> Texto extraído
»»
También podría hablar de grandes decepciones: creo que Javi y los leones trata con sutileza digna de mejor recepción el tema de la violencia escolar. Por su parte, Un oficio de centauros y sirenas, mi primer libro de ensayos sobre literatura infantil, parece haber llegado poco a mis colegas escritores y a los especialistas en general. Es que un buen libro no es solo un buen texto; es sobre todo una buena edición (la adecuada puesta en página y la adecuada puesta en circulación). Si escribir es una actividad individual, publicar es actividad colectiva, y el éxito o fracaso de la obra depende no solo del escritor, sino otros muchos factores (vuelvo con las perogrulladas).
P. En Mi tesoro te espera en Cuba rompes a través de la historia de Paloma muchos tópicos sobre la realidad de la isla, ¿qué querías trasmitir a los jóvenes?
P. ¿Qué nos puedes contar de tu último libro La bruja Pelandruja está malucha?
R. Ese cuento lo escribí originalmente en francés, en el marco de un proyecto de colaboración entre escuelas y escritores de París. Los niños me pidieron una historia donde apareciesen una bruja, una niña, un niño, un caballo, un conejo, una tortuga, un gato y un delfín… en solo tres páginas. Eran demasiados personajes para tan poco espacio y se me ocurrió reducirlos a la mitad haciendo que la bruja convirtiera al niño en caballo, a la niña en conejo y al gato en tortuga. El delfín no cambia; lo utilizo como facilitador (según el esquema de Propp) del desenlace, y así evito la reiteración de transformaciones.
Es una historia sencilla, con mucho humor; pero no es un simple divertimento. El cuento habla de las apariencias (casi nadie es allí lo que parece), pero también de la responsabilidad que tenemos sobre nuestros actos y de que, por bien que nos disfracemos, seguimos siendo quienes somos; aunque a veces… (el cuento trae sorpresa). Yo había presentado el texto con algunas ilustraciones, pero la editorial prefirió la propuesta de Irma Grüenholz, a base de figuras de plastilina. Esa técnica trasmite cierta rigidez a los personajes, pero crea un universo cercano a las películas de animación que tanto gustan a los chicos hoy. A ver si un productor se anima…
R. Un primer reto me lo lancé yo mismo en 2006, cuando decidí ilustrar la traducción al euskera de La lechuza me contó… Por entonces había tenido un par de decepciones con las ilustraciones de mis libros y decidí volver a los pinceles (mi primera publicación, a los 19 años, no fue un cuento, sino un dibujo). Desde entonces he ilustrado La canción del castillo de arena y poco más (en el País Vasco y en Francia). Soy un ilustrador inexperto y autodidacta y supongo que los ilustradores de vanguardia deben ver con horror mis garabatos (no me defenderé con el estertor suicida “pero a los chicos les gustan…”)
««
> Listado proporcionado
»»
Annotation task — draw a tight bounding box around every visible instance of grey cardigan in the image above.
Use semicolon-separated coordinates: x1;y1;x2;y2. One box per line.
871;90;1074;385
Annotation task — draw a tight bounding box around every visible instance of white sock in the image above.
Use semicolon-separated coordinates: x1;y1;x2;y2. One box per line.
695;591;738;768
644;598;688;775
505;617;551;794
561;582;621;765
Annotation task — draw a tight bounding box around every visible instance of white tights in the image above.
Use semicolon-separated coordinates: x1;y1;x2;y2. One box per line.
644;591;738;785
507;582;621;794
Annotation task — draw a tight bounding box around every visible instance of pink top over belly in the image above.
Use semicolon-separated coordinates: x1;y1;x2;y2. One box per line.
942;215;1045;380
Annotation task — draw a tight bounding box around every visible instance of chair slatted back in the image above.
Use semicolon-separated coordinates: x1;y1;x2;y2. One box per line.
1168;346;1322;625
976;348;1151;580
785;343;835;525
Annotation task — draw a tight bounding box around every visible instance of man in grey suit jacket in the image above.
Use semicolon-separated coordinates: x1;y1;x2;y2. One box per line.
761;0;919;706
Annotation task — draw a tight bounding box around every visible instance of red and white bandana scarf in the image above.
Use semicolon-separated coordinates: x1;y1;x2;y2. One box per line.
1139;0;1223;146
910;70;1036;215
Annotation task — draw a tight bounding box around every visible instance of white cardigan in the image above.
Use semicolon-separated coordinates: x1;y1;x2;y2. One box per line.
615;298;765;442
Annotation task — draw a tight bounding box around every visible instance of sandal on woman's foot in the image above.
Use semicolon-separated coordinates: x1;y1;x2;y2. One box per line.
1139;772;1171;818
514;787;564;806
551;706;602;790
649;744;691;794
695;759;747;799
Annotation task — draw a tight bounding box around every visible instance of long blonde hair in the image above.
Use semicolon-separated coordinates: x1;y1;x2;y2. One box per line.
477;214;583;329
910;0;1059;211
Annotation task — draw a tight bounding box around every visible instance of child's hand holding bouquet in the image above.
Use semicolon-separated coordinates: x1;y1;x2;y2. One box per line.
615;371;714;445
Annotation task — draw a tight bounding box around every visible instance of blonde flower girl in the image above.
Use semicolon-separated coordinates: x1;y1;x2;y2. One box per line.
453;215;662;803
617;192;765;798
««
> Instrucción A
Transcribe sin cambios todo lo que va en la entrevista desde "P. En Mi tesoro" hasta "a los jóvenes?".
> Instrucción B
Prolonga la entrevista sobre literatura infantil y continúala a partir de donde termina.
El listado es material independiente de la entrevista.

> Resultado final A
P. En Mi tesoro te espera en Cuba rompes a través de la historia de Paloma muchos tópicos sobre la realidad de la isla, ¿qué querías trasmitir a los jóvenes?

> Resultado final B
Un segundo reto, mucho más difícil, es el de comprender a dónde quieren ir las editoriales. Desde hace unos años, la industria del libro va saliendo de la fase comercial para entrar en la fase financiera. Sin entrar en detalles (es tema para debate largo) diré que los grandes grupos, resultantes de la concentración editorial internacional, están tratando nuestras obras no como propuestas estéticas, sino como meros productos especulativos. De manera que una obra que el editor ha colmado de elogios, sale de catálogo porque su equipo comercial la considera poco rentable; una rentabilidad que nada tiene que ver con cubrir los costos y generar razonable ganancia, sino con satisfacer las expectativas ¿irracionales? de los invisibles accionistas (que a lo peor ni saben que su dinero ha sido invertido en la industria del libro). Los editores propiamente dichos (esos imprescindibles parteros de la literatura), han perdido el poder frente a los responsables comerciales (esos ¿indispensables? gestores de ventas).
El reto consiste en seguir ocupándome de lo mío: escribir con ambición estética y respeto por los chicos, por la literatura y por mí mismo pese al mensaje subliminal de las liquidaciones de derechos de autor y las notificaciones de descatalogación: “niño, olvídate de las musas y ponte a fabricar”. La ilusión queda depositada en las editoriales que todavía no han sido englobadas y en las pequeñas editoriales independientes, donde el editor aún responde a las reglas del arte, y de la pasión por crear libros escritos e ilustrados por gente que él respeta para esas pequeñas gentes que los tres: escritor, ilustrador y editor, respetan. Confío en seguir siendo, pese a las nuevas tecnologías de la comunicación, pero sobre todo pese a las nuevas ténicas del mercado, un creador de literatura y no un fabricante de libros.